So, Benson sets out to visit the ballet dancer to get a sense of the story. He meets with Madu and his mother before returning to the Los Angeles company, Hunting Lane Films, simply happy to be part of the child’s story in whatever capacity. He does not expect them to ask him to co-direct the film, but that is exactly what they do.
He soon finds himself working with Matthew Ogens, an Oscar-nominated and Emmy-winning filmmaker, to tell the story of this gifted boy, Anthony Madu, in Madu (2024), a Disney Original Documentary that has now earned two nominations at the 46th Annual News & Documentary Emmy Awards, in the “Outstanding Arts and Culture Documentary” and “Outstanding Direction – Documentary” categories.
This Emmy nomination for direction in a documentary is a first for a Nigerian filmmaker. But Joel Kachi Benson is not new to the art of breaking Nigerian filmmaking records. He’s not just a documentary filmmaker; he is a virtual reality documentary filmmaker, a rarity in these parts.

**Written instruction 1**
Pull out every line of the listing that contains the string "shield".
The listing has no connection to the passage about the documentary Madu.

**Available data**
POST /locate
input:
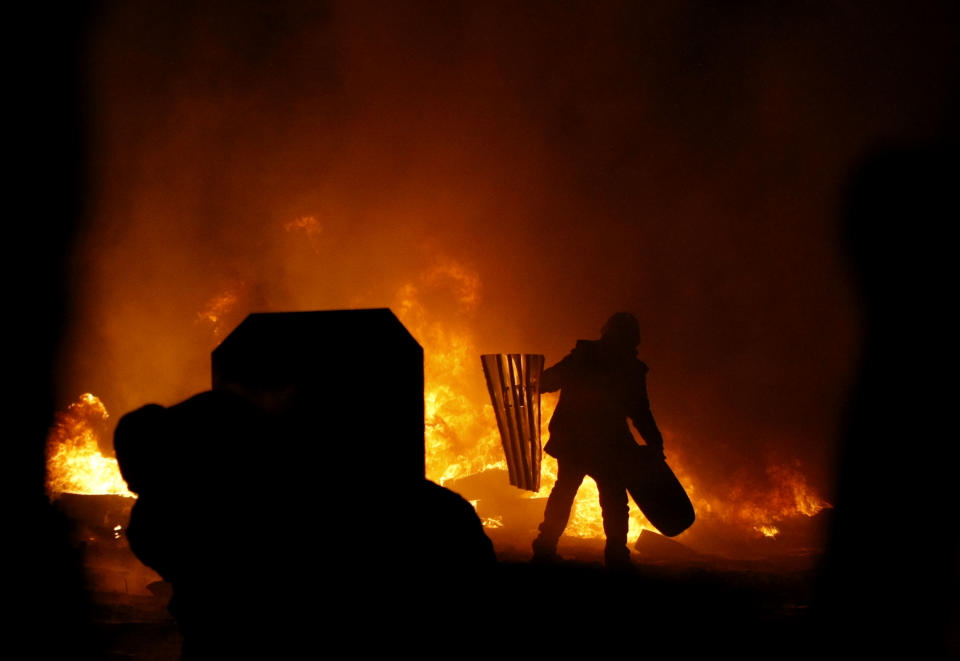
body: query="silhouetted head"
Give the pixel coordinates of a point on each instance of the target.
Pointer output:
(621, 330)
(136, 441)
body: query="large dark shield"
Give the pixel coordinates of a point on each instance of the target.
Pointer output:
(514, 383)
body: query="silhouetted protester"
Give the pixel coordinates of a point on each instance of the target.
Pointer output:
(602, 383)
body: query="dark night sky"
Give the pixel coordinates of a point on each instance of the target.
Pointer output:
(681, 160)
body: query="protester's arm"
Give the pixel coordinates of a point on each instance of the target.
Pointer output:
(641, 414)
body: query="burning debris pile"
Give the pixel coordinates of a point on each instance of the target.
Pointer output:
(462, 444)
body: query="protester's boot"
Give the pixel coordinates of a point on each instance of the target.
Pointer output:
(617, 556)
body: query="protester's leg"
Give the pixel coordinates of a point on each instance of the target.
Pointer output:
(557, 511)
(616, 520)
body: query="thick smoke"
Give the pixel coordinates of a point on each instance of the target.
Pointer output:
(680, 160)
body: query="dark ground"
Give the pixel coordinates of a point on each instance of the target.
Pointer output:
(676, 605)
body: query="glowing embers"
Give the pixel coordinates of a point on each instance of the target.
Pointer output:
(74, 461)
(514, 384)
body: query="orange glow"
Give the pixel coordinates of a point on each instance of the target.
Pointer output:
(74, 461)
(461, 436)
(219, 307)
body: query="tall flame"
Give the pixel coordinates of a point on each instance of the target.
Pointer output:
(74, 461)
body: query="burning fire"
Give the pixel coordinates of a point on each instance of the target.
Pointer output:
(461, 435)
(74, 461)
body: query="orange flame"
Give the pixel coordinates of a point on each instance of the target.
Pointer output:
(74, 461)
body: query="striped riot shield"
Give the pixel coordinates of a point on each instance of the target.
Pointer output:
(514, 383)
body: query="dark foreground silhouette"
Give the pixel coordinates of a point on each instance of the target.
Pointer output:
(288, 506)
(889, 585)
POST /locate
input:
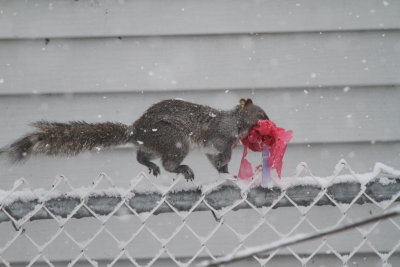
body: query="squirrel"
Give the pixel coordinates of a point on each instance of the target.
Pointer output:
(167, 130)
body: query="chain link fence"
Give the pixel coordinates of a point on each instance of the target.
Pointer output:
(150, 223)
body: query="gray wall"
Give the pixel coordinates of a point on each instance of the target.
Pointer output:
(328, 70)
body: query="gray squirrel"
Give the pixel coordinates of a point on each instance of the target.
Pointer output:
(167, 130)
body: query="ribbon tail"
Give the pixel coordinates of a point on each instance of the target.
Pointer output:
(266, 171)
(246, 169)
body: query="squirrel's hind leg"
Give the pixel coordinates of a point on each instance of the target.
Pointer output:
(220, 161)
(144, 158)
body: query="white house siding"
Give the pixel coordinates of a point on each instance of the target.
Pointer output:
(328, 70)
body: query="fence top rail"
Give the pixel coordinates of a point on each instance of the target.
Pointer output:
(22, 203)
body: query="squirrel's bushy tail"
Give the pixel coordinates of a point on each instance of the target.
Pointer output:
(53, 138)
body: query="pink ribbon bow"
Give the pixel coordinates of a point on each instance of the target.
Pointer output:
(265, 133)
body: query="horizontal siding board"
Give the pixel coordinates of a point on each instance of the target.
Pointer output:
(206, 62)
(50, 19)
(318, 115)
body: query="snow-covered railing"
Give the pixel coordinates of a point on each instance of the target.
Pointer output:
(145, 198)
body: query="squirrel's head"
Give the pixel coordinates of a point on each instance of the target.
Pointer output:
(251, 112)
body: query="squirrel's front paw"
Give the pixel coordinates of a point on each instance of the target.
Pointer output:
(186, 171)
(155, 170)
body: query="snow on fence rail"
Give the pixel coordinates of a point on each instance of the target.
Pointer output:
(145, 198)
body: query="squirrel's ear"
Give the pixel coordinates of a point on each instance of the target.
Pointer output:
(245, 102)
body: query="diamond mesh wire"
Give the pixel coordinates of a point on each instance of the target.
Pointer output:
(148, 223)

**Written instruction 2**
Answer these from the passage about the documentary Madu:
(a) Which Los Angeles company does Benson return to after meeting Madu and his mother?
(b) Who does Benson work with to tell the boy's story?
(c) What kind of documentary filmmaker is Benson said to be, a rarity in these parts?

**Written solution 1**
body: query="large dark shield"
body: query="striped riot shield"

**Written solution 2**
(a) Hunting Lane Films
(b) Matthew Ogens
(c) A virtual reality documentary filmmaker